Page extract:
>>>
Mayweather will win… But it will be interesting. And that’s the point. Here’s my prediction of what happens, and an explanation of why, written up like a news story I imagine people will write on Sunday morning.

Disclaimer: I know next to nothing about boxing or MMA. I’ve come to a tentative prediction from watching both men’s thoughts (in interviews) and fights on YouTube.

What will happen

Mayweather wanted to retire 50-0, and make a boatload of money one last time. He wanted a safe fight he can win easily, but he didn’t want to seem like he was playing it safe.

He lighted upon a cocky underdog opponent who actually has 0-1% chance, and made it seem like the underdog has a real 30%-40% chance. He played up the fight, “giving concessions” like 8 oz gloves. He played up the hypo, loving the drama, enhancing the drama, earning free publicity, and grew the hype as big as it could be. He let McGregor fans, Irishmen, and underdog lovers the world over hope for an upset.

In the ring, he enacted his time-tested formula. McGregor had to attack. He either missed and grew tired, or connected and grew tired. McGregor is used to opponents buckling under a couple of good counter-left punches, so he can finish with a “ground and pound.” But Mayweather didn’t buckle. Mayweather dodged a few, and took a few on the chin. But he didn’t get stunned like Mcgregor is used to. Mayweather even seemed to pretend he was more stunned he really was.
<<<
Dataset records about object locations:
>>>
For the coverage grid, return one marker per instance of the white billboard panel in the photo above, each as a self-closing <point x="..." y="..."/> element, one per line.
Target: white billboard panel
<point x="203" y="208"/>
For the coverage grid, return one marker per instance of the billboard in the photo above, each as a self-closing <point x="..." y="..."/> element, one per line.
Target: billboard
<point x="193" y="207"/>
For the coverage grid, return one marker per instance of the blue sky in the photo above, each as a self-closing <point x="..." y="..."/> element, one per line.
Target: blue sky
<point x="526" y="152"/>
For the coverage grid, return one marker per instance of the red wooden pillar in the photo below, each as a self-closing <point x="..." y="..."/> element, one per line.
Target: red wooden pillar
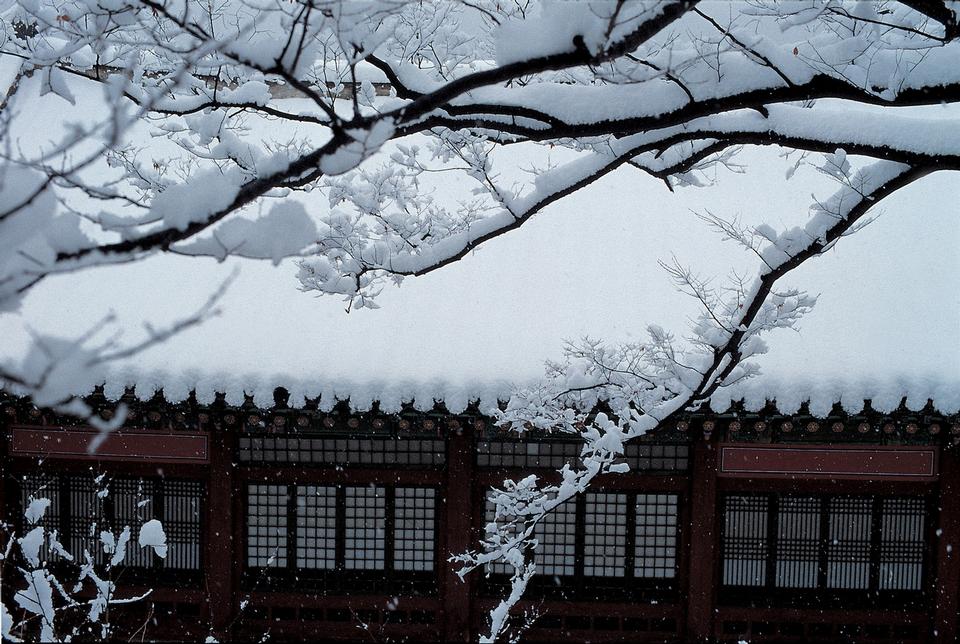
<point x="703" y="540"/>
<point x="221" y="549"/>
<point x="947" y="592"/>
<point x="456" y="527"/>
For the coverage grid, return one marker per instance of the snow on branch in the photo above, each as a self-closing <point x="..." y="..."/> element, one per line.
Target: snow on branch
<point x="649" y="384"/>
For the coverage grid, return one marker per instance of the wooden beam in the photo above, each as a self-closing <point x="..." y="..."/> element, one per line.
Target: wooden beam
<point x="222" y="554"/>
<point x="456" y="529"/>
<point x="947" y="591"/>
<point x="701" y="576"/>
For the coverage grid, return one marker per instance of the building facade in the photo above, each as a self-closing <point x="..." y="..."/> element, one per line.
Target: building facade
<point x="307" y="523"/>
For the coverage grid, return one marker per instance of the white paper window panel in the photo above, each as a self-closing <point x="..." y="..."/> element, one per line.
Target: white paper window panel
<point x="849" y="522"/>
<point x="38" y="486"/>
<point x="181" y="521"/>
<point x="316" y="527"/>
<point x="745" y="529"/>
<point x="414" y="538"/>
<point x="655" y="554"/>
<point x="556" y="533"/>
<point x="901" y="544"/>
<point x="798" y="542"/>
<point x="605" y="534"/>
<point x="365" y="528"/>
<point x="556" y="536"/>
<point x="266" y="526"/>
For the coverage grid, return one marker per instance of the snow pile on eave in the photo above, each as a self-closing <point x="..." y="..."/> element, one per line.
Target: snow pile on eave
<point x="887" y="326"/>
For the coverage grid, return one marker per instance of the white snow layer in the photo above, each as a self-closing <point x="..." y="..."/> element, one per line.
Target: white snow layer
<point x="885" y="327"/>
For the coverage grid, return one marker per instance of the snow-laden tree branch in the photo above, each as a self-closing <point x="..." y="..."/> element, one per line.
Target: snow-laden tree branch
<point x="320" y="130"/>
<point x="651" y="383"/>
<point x="50" y="609"/>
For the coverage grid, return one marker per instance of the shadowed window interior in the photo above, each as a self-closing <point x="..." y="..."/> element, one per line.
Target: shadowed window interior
<point x="342" y="528"/>
<point x="606" y="534"/>
<point x="843" y="543"/>
<point x="78" y="501"/>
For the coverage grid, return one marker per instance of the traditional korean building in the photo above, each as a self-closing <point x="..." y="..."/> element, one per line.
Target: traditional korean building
<point x="315" y="521"/>
<point x="314" y="471"/>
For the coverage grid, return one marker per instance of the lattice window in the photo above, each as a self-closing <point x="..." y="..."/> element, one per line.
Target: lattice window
<point x="798" y="542"/>
<point x="414" y="528"/>
<point x="863" y="543"/>
<point x="554" y="454"/>
<point x="557" y="535"/>
<point x="848" y="545"/>
<point x="316" y="527"/>
<point x="81" y="508"/>
<point x="343" y="450"/>
<point x="656" y="536"/>
<point x="605" y="535"/>
<point x="39" y="486"/>
<point x="366" y="514"/>
<point x="343" y="528"/>
<point x="489" y="516"/>
<point x="267" y="525"/>
<point x="657" y="457"/>
<point x="902" y="544"/>
<point x="131" y="500"/>
<point x="745" y="547"/>
<point x="620" y="535"/>
<point x="181" y="519"/>
<point x="86" y="517"/>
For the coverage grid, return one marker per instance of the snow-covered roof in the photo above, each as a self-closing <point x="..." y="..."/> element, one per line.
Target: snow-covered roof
<point x="886" y="326"/>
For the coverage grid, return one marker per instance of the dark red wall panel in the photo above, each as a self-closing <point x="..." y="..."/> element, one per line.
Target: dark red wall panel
<point x="73" y="443"/>
<point x="898" y="462"/>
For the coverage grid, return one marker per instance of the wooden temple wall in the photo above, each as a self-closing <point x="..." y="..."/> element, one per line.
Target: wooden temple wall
<point x="757" y="551"/>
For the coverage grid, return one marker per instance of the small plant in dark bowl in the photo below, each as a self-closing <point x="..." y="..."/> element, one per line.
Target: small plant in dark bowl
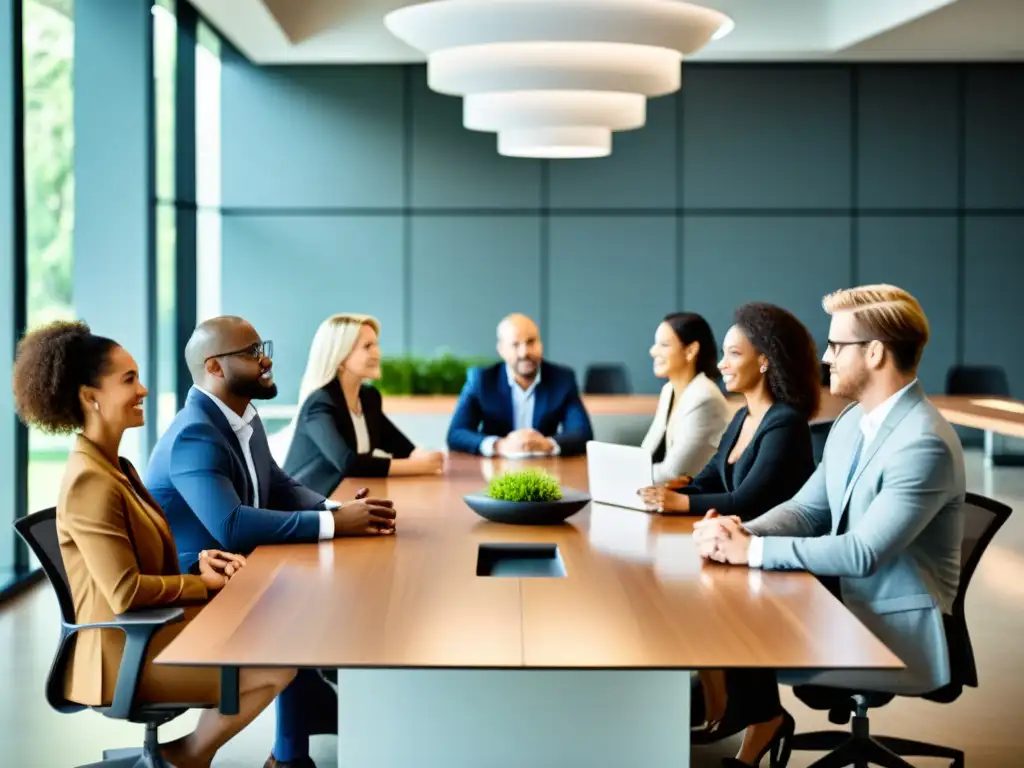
<point x="526" y="497"/>
<point x="525" y="485"/>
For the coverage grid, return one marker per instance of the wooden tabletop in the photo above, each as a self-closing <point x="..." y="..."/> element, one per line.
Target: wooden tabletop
<point x="636" y="595"/>
<point x="994" y="414"/>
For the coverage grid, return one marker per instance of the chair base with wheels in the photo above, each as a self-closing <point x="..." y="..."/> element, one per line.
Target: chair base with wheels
<point x="858" y="747"/>
<point x="39" y="531"/>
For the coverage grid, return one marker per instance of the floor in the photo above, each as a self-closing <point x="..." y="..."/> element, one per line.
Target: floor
<point x="985" y="722"/>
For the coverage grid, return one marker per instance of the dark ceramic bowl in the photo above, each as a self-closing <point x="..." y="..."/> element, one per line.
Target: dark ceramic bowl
<point x="527" y="513"/>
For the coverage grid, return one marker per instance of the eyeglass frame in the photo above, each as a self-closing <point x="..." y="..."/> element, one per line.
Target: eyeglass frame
<point x="835" y="347"/>
<point x="257" y="351"/>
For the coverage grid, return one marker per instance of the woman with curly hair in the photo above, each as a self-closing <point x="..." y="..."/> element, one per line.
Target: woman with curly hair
<point x="765" y="456"/>
<point x="115" y="542"/>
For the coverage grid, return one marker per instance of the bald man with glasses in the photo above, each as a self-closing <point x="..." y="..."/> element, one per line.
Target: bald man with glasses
<point x="219" y="486"/>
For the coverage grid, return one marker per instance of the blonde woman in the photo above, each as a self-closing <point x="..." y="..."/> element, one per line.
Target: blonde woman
<point x="340" y="429"/>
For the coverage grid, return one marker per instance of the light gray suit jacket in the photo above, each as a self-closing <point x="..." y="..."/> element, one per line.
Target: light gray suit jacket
<point x="691" y="432"/>
<point x="898" y="557"/>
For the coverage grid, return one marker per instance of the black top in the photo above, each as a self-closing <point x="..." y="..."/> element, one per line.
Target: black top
<point x="324" y="446"/>
<point x="775" y="465"/>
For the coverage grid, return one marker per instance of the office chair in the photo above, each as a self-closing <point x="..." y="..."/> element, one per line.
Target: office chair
<point x="982" y="518"/>
<point x="606" y="379"/>
<point x="819" y="435"/>
<point x="39" y="530"/>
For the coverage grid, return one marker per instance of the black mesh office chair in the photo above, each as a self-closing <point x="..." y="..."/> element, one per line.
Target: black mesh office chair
<point x="982" y="518"/>
<point x="40" y="532"/>
<point x="983" y="380"/>
<point x="606" y="379"/>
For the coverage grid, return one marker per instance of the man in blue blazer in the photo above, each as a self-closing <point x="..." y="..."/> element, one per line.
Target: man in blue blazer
<point x="516" y="407"/>
<point x="214" y="477"/>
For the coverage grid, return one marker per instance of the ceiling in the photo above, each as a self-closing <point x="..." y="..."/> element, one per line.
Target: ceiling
<point x="286" y="32"/>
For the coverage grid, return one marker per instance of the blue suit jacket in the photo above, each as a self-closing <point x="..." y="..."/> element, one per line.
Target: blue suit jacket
<point x="198" y="475"/>
<point x="484" y="409"/>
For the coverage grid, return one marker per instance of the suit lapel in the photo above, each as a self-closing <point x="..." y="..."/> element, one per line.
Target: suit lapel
<point x="728" y="443"/>
<point x="902" y="407"/>
<point x="139" y="504"/>
<point x="213" y="413"/>
<point x="505" y="398"/>
<point x="342" y="418"/>
<point x="260" y="450"/>
<point x="541" y="396"/>
<point x="371" y="417"/>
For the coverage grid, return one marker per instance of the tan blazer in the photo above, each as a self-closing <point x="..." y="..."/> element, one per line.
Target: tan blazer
<point x="120" y="556"/>
<point x="691" y="431"/>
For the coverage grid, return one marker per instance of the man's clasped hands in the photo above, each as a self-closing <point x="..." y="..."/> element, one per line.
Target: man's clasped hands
<point x="722" y="539"/>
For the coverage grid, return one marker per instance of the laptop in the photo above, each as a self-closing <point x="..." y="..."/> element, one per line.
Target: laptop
<point x="615" y="473"/>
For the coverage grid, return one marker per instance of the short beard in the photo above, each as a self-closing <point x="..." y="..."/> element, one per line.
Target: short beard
<point x="852" y="388"/>
<point x="253" y="390"/>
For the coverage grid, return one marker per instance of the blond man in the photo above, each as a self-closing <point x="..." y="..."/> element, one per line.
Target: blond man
<point x="882" y="514"/>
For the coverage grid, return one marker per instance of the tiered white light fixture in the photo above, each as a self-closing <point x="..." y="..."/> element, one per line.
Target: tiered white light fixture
<point x="554" y="78"/>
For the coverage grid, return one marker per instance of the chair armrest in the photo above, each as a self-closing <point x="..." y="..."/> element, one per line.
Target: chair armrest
<point x="139" y="627"/>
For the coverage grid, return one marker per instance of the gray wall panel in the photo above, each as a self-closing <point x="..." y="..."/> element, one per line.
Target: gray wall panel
<point x="793" y="262"/>
<point x="611" y="281"/>
<point x="766" y="137"/>
<point x="994" y="147"/>
<point x="467" y="273"/>
<point x="907" y="129"/>
<point x="760" y="144"/>
<point x="993" y="311"/>
<point x="311" y="136"/>
<point x="286" y="274"/>
<point x="920" y="255"/>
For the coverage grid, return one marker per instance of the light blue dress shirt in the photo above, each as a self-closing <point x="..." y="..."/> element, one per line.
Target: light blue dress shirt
<point x="522" y="411"/>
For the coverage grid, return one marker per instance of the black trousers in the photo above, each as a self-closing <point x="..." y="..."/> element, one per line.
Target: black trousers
<point x="752" y="697"/>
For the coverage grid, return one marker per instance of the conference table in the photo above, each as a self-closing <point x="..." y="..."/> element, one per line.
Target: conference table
<point x="584" y="663"/>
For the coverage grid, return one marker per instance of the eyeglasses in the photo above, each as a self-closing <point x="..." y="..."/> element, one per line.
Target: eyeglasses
<point x="836" y="346"/>
<point x="256" y="351"/>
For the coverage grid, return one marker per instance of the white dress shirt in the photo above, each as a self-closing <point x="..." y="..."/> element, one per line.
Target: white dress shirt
<point x="870" y="423"/>
<point x="522" y="412"/>
<point x="361" y="433"/>
<point x="242" y="426"/>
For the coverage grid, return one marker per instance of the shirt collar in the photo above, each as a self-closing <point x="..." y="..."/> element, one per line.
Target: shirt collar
<point x="871" y="422"/>
<point x="514" y="385"/>
<point x="237" y="423"/>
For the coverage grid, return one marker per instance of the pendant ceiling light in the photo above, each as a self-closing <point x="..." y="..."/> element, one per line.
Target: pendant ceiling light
<point x="555" y="78"/>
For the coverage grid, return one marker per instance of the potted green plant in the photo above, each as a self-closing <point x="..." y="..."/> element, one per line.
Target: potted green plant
<point x="526" y="497"/>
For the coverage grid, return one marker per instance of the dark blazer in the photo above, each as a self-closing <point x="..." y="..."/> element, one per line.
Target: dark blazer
<point x="198" y="475"/>
<point x="484" y="409"/>
<point x="775" y="465"/>
<point x="323" y="449"/>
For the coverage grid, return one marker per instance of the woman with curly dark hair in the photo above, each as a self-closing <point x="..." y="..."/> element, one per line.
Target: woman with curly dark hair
<point x="115" y="542"/>
<point x="765" y="456"/>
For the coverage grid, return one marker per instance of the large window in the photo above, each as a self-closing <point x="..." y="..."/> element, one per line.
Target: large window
<point x="165" y="53"/>
<point x="48" y="38"/>
<point x="208" y="172"/>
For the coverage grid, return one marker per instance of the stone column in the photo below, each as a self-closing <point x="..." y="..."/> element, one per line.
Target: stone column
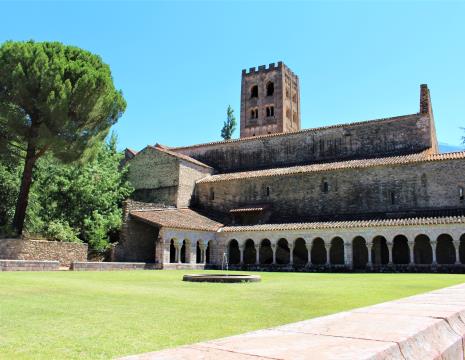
<point x="369" y="247"/>
<point x="433" y="248"/>
<point x="457" y="251"/>
<point x="411" y="244"/>
<point x="328" y="251"/>
<point x="348" y="255"/>
<point x="390" y="246"/>
<point x="309" y="253"/>
<point x="241" y="250"/>
<point x="291" y="254"/>
<point x="273" y="248"/>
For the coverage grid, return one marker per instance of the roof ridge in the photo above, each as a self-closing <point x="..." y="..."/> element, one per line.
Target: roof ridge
<point x="423" y="156"/>
<point x="251" y="138"/>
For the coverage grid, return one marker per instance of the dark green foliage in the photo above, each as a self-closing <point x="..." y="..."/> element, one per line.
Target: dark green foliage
<point x="229" y="125"/>
<point x="72" y="202"/>
<point x="53" y="98"/>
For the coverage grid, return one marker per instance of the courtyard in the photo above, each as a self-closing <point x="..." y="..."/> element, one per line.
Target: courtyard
<point x="101" y="315"/>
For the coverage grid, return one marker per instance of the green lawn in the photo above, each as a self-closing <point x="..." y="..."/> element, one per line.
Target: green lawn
<point x="94" y="315"/>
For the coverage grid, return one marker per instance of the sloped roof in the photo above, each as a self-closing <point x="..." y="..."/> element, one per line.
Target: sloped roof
<point x="179" y="156"/>
<point x="310" y="130"/>
<point x="186" y="219"/>
<point x="349" y="224"/>
<point x="424" y="156"/>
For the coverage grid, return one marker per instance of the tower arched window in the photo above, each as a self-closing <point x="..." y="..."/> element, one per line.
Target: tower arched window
<point x="270" y="89"/>
<point x="254" y="91"/>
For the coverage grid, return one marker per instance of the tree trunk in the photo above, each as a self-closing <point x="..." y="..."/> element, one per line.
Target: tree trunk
<point x="26" y="181"/>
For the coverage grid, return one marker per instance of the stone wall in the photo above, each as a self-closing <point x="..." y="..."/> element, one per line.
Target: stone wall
<point x="408" y="188"/>
<point x="137" y="239"/>
<point x="65" y="253"/>
<point x="155" y="176"/>
<point x="388" y="137"/>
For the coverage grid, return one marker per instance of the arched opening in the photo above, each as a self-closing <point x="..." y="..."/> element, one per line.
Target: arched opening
<point x="336" y="252"/>
<point x="282" y="252"/>
<point x="300" y="253"/>
<point x="379" y="251"/>
<point x="462" y="249"/>
<point x="183" y="252"/>
<point x="445" y="251"/>
<point x="234" y="255"/>
<point x="359" y="252"/>
<point x="423" y="253"/>
<point x="198" y="255"/>
<point x="208" y="253"/>
<point x="269" y="89"/>
<point x="318" y="252"/>
<point x="254" y="91"/>
<point x="266" y="253"/>
<point x="172" y="252"/>
<point x="400" y="250"/>
<point x="250" y="254"/>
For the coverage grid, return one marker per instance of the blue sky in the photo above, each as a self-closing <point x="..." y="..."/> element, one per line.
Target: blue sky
<point x="179" y="64"/>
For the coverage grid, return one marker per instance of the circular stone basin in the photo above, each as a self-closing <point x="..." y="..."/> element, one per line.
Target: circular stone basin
<point x="223" y="278"/>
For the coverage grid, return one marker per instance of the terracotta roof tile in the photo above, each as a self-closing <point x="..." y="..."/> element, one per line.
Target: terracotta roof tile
<point x="177" y="218"/>
<point x="424" y="156"/>
<point x="311" y="130"/>
<point x="349" y="224"/>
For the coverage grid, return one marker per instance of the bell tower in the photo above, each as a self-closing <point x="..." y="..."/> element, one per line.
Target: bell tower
<point x="270" y="100"/>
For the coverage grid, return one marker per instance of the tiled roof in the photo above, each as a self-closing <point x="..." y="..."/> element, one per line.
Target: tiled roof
<point x="349" y="224"/>
<point x="311" y="130"/>
<point x="424" y="156"/>
<point x="180" y="156"/>
<point x="177" y="219"/>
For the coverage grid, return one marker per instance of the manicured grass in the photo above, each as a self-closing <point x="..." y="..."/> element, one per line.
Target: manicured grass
<point x="94" y="315"/>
<<<
Required actions:
(a) According to the fight prediction, what glove weight did Mayweather offer as a concession?
(b) Condense the paragraph of the fight prediction that begins "In the ring, he enacted his time-tested formula" into a short bulleted list that keeps its main facts.

Responses for each task:
(a) 8 oz gloves.

(b)
- Mayweather used his time-tested formula in the ring.
- McGregor had to attack and grew tired whether he missed or connected.
- McGregor usually finishes opponents with a "ground and pound" after they buckle under a couple of good counter-left punches.
- Mayweather didn't buckle: he dodged some punches and took some on the chin without getting stunned.